-- O que se pede --
1. Segundo o trecho selecionado, em qual sessão do Subcomitê Jurídico do COPUOS o Grupo de Trabalho sobre o tema começou suas atividades?
2. Nos registros, renomeie "evenodd" para "nonzero" da linha que contém "target: wood grain" até a linha que contém "M 0 56 L 43", inclusive. Reproduza apenas essas linhas, sem nenhuma outra alteração.
+++ Trecho selecionado
Álvaro Fabricio dos Santos
Chefe da Assessoria Jurídica
Instituto Nacional de Pesquisas Espaciais – INPE

Um dos temas de maior discussão na atualidade, no âmbito do Direito Espacial, diz respeito à conceituação de "Estado Lançador".

Para se ter uma idéia da importância dada à matéria, vale mencionar que o Subcomitê Jurídico do COPUOS (Commitee on Peaceful Use of Outer Space) possui um Grupo de Trabalho destinado exclusivamente ao exame do tema. As atividades de referido Grupo tiveram início na 39ª Sessão, realizada no período de 27/03 a 06/04/2000, e ainda se estenderão por mais 2 (dois) anos.

Contudo, pergunta-se qual a dificuldade ou importância de mencionado assunto, vez que os Instrumentos Internacionais vigentes já contemplam uma definição clara sobre o "Estado Lançador". Nas palavras do professor francês Armel Kerrest, ao apresentar o tema na 39ª Sessão do Subcomitê Jurídico do COPUOS, "em 99% de todos os casos, o sistema criado em torno da noção de Estado Lançador tem servido e ainda serve para o objetivo que lhe foi dado. Todavia, em 1% dos casos alguns problemas podem ocorrer" (1). Obviamente, essa estatística desestimula um estudo específico sobre a matéria, face à sua reduzida aplicabilidade prática.
++++++
+++ Itens
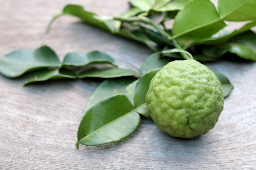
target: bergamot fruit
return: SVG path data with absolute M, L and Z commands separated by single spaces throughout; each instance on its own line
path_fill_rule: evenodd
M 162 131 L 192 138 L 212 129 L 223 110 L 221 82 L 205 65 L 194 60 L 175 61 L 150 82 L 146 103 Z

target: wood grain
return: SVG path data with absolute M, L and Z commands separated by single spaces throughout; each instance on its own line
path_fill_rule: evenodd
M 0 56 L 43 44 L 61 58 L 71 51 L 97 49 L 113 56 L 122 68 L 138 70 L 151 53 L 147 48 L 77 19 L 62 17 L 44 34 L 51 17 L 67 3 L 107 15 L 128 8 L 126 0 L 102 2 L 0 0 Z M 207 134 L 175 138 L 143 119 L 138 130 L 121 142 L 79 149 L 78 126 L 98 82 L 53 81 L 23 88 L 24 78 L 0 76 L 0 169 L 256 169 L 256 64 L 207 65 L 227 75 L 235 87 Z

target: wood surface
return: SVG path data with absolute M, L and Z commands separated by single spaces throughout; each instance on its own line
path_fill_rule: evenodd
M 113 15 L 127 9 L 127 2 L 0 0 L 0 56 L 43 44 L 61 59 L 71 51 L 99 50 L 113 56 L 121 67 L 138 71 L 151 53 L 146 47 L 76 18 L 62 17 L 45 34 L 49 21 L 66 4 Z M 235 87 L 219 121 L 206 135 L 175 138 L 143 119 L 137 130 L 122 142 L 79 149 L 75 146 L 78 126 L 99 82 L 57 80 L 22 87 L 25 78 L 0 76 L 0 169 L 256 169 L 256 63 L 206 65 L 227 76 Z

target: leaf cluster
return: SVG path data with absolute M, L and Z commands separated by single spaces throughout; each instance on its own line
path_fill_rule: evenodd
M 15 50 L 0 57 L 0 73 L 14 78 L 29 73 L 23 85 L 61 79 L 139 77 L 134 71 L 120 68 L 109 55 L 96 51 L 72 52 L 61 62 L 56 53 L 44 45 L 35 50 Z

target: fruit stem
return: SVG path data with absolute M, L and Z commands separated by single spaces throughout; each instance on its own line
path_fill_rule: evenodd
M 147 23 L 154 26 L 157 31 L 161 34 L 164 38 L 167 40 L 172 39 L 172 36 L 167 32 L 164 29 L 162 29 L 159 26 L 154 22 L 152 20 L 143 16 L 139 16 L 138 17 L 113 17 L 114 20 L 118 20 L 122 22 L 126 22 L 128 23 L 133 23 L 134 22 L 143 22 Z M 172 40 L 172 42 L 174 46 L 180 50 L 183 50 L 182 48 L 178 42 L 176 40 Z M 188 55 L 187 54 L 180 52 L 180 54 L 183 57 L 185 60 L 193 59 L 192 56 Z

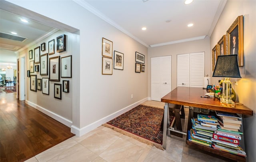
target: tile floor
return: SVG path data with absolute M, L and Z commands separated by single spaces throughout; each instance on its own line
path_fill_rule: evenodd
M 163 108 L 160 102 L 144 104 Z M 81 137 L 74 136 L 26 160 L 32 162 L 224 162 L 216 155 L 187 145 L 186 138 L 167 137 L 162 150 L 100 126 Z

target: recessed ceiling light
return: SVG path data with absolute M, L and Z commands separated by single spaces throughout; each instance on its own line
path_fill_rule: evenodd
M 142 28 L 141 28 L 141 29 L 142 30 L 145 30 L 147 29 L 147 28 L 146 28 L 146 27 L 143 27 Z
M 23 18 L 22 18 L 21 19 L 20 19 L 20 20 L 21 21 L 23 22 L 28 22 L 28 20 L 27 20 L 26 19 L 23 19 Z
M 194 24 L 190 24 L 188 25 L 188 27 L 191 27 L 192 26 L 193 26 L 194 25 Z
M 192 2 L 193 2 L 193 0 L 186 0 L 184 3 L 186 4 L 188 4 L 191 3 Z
++++++
-- Resultados por tarefa --
1. Na 39ª Sessão, realizada no período de 27/03 a 06/04/2000.

2.
target: wood grain
return: SVG path data with absolute M, L and Z commands separated by single spaces throughout; each instance on its own line
path_fill_rule: nonzero
M 0 56 L 43 44 L 61 58 L 71 51 L 97 49 L 113 56 L 122 68 L 138 70 L 151 53 L 147 48 L 77 19 L 62 17 L 44 34 L 51 17 L 67 3 L 107 15 L 128 8 L 126 0 L 102 2 L 0 0 Z M 207 134 L 175 138 L 143 119 L 138 130 L 121 142 L 79 149 L 78 126 L 98 82 L 53 81 L 23 88 L 24 78 L 0 76 L 0 169 L 256 169 L 256 64 L 207 65 L 227 75 L 235 87 Z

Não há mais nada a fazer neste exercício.